Excerpt to read:
Article ID Journal Published Year Pages File Type
4508200 Current Opinion in Insect Science 2016 10 Pages PDF
Abstract

•Otd and Pph13 are conserved in pancrustacean photoreceptor differentiation.•Otd is an ancestral default activator of short wavelength opsin transcription.•Pph13 is an ancestral default activator of long wavelength opsin transcription.•Pph13 and Otd share broader roles in activation of photoreceptor proteins.•First developmental model of pancrustacean photoreceptor diversification.

What this exercise asks:
1 - In the abstract on pancrustacean photoreceptors, which protein is called an ancestral default activator of short wavelength opsin transcription?
2 - Write the next part of the abstract on pancrustacean photoreceptors, picking up after its final highlight.
The records that come after this abstract have nothing to do with it.

Data extract:
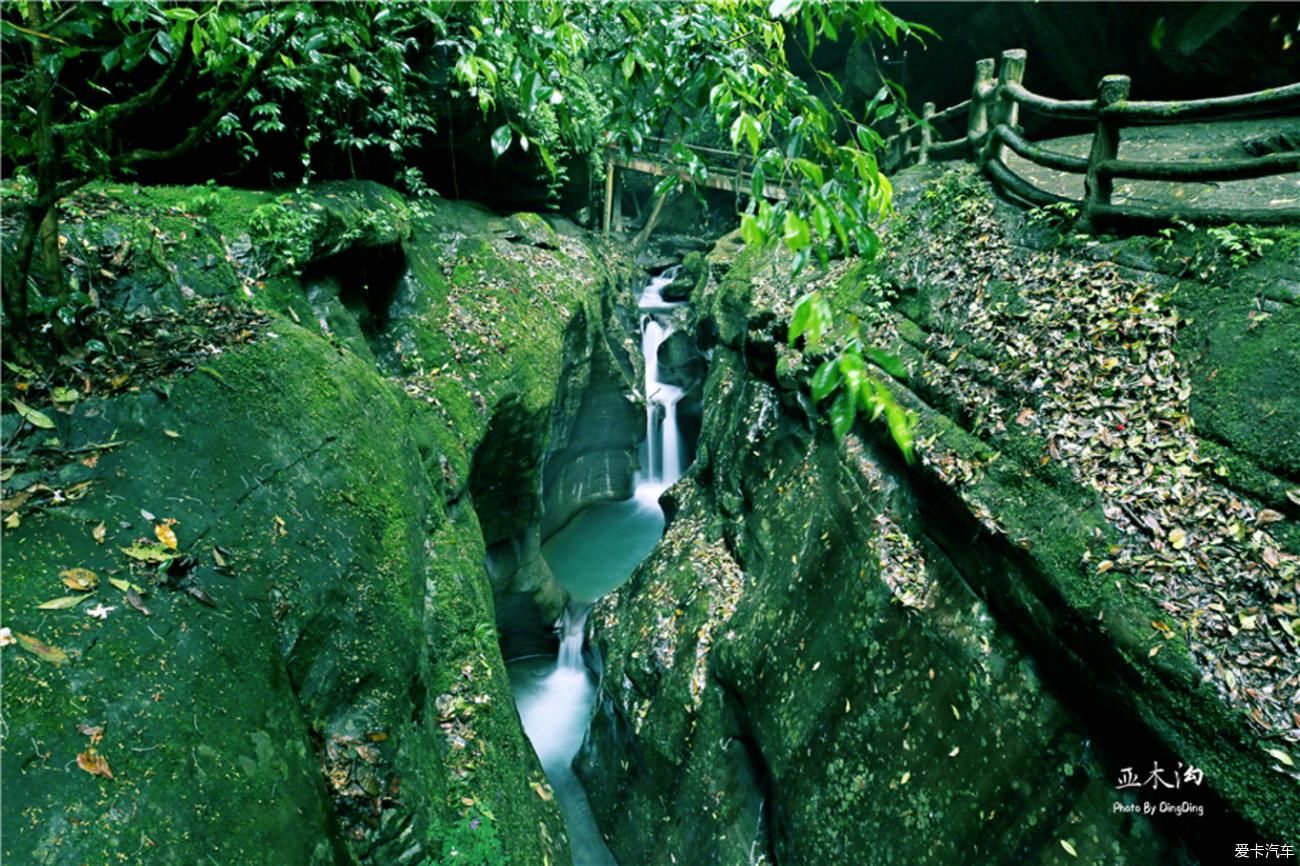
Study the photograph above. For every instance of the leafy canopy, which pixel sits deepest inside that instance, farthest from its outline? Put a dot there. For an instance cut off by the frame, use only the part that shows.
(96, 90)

==

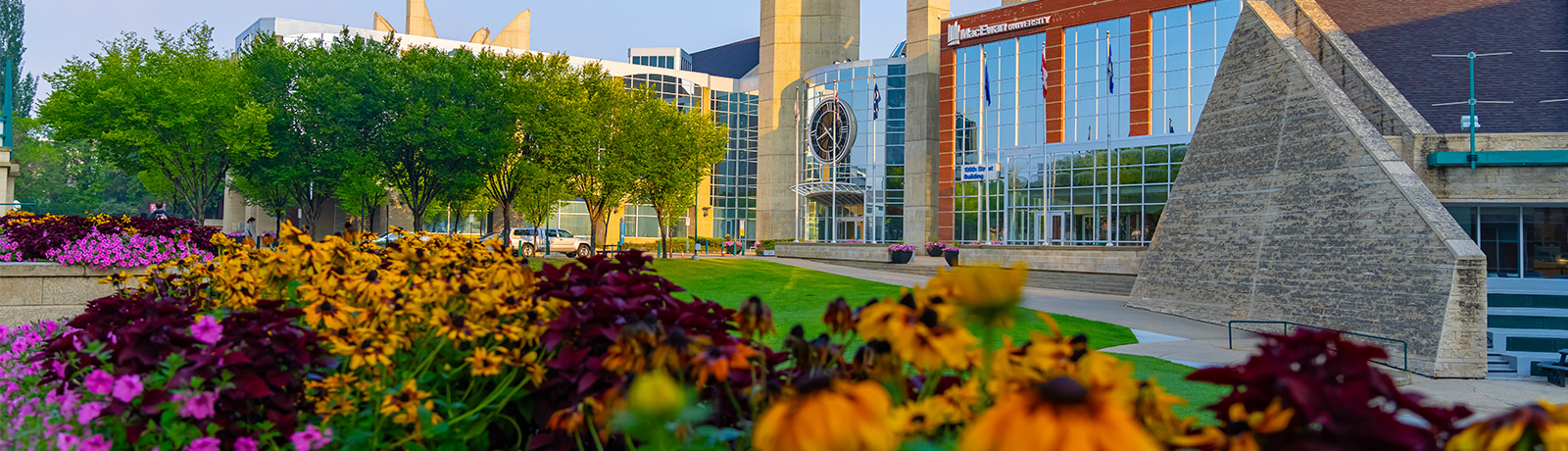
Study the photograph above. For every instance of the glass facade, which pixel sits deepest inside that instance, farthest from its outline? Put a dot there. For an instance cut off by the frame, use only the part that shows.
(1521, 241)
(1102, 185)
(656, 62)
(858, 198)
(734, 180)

==

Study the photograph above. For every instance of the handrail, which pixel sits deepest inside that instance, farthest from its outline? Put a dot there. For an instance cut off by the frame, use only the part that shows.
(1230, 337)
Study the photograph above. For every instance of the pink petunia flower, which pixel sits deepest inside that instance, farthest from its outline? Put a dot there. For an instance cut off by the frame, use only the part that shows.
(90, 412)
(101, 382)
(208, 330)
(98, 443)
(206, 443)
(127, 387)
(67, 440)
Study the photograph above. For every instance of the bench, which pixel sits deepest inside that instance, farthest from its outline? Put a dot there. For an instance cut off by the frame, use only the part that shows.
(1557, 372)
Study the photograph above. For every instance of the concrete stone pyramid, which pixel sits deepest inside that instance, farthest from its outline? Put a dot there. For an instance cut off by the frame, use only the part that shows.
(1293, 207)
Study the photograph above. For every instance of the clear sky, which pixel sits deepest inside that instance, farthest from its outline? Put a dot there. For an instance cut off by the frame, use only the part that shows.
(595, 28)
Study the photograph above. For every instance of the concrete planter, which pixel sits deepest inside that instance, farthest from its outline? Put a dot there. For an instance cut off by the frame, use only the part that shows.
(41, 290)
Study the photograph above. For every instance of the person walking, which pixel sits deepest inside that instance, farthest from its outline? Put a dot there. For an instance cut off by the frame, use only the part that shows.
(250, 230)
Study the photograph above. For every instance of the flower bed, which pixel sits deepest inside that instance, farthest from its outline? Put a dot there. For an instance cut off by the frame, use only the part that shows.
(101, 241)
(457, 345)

Responses to the tasks:
1 - Otd

2 -
The origin of the Drosophila compound eye predates the ancestor of Pancrustacea, the arthropod clade that includes insects and Crustaceans. Recent studies in emerging model systems for pancrustacean development — the red flour beetle Tribolium castaneum and water flea Daphnia pulex — have begun to shed light on the evolutionary conservation of transcriptional mechanisms found for the Drosophila compound eye. Here, we discuss the conserved roles of the transcription factors Otd and Pph13, which complement each other in two terminal events of photoreceptor differentiation: rhabdomere morphogenesis and transcriptional default activation of opsin gene expression. The synthesis of these data allows us to frame an evolutionary developmental model of the earliest events that generated the wavelength-specific photoreceptor subtypes of pancrustacean compound eyes.